**Data for this task**.
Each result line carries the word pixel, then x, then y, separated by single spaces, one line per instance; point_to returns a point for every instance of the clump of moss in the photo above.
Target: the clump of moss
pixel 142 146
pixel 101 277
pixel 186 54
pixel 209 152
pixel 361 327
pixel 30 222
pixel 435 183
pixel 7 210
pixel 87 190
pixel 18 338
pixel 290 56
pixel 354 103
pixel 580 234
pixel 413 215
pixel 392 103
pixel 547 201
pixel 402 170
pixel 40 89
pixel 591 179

* * *

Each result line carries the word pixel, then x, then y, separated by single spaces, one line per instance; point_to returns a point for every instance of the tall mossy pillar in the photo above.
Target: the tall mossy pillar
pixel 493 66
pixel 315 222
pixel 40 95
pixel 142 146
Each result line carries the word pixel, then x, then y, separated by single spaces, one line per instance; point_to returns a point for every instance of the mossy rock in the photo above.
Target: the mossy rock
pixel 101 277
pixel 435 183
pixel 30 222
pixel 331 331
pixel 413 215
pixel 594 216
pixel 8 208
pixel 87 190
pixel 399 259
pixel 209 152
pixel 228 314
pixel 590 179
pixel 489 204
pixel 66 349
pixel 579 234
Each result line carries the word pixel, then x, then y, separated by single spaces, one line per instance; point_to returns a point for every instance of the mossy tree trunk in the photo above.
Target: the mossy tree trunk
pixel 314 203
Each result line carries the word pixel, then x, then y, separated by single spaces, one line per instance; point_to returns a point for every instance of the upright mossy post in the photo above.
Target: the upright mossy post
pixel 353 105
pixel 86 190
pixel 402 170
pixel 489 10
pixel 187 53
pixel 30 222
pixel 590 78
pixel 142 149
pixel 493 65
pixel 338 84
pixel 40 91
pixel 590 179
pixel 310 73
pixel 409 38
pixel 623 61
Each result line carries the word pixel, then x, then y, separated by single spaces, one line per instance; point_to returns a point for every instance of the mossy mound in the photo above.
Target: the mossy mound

**Given task**. Quote the material word for word, beginning at the line containing "moss in the photo above." and continuing through the line containing "pixel 186 54", with both of those lines included.

**Problem solution**.
Each result line carries the word pixel, then x, then y, separated by single spaces, one line per instance; point_to returns a point for every instance of the clump of moss in the photo above.
Target: the clump of moss
pixel 142 146
pixel 101 277
pixel 186 54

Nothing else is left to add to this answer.